━━ RECORDED DATA ━━

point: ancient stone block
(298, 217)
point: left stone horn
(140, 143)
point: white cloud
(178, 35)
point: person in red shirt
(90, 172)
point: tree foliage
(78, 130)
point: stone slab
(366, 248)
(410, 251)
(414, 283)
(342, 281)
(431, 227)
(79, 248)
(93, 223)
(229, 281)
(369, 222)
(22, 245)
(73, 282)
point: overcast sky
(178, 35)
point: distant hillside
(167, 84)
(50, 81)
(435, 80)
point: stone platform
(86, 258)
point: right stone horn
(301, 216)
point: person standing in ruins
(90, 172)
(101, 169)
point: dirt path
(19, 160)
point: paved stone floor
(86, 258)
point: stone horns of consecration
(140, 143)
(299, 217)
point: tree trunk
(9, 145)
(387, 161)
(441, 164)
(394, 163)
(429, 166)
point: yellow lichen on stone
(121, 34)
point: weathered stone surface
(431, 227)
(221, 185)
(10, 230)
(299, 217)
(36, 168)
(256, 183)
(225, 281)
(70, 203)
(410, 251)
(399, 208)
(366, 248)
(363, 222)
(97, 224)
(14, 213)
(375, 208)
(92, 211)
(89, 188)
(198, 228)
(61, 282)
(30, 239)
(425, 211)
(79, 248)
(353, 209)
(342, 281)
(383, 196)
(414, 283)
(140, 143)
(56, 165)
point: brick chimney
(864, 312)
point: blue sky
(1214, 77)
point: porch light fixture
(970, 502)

━━━

◆ TASK TO COMPLETE
Give back only the lines from the one containing "point: stone horns of consecration" through the final line of the entries above, exactly as written, both included.

◆ RESPONSE BELOW
point: stone horns of consecration
(140, 143)
(299, 217)
point: tree trunk
(9, 145)
(387, 161)
(441, 164)
(394, 163)
(429, 166)
point: yellow lichen on stone
(121, 34)
point: weathered stone surface
(431, 227)
(221, 185)
(10, 230)
(299, 217)
(36, 168)
(256, 183)
(225, 281)
(70, 203)
(410, 251)
(399, 208)
(366, 248)
(363, 222)
(97, 224)
(14, 213)
(375, 208)
(92, 211)
(89, 188)
(198, 228)
(61, 282)
(30, 239)
(425, 211)
(79, 248)
(353, 209)
(342, 281)
(383, 196)
(414, 283)
(140, 143)
(56, 165)
point: brick chimney
(864, 312)
point: blue sky
(1214, 77)
point: porch light fixture
(970, 502)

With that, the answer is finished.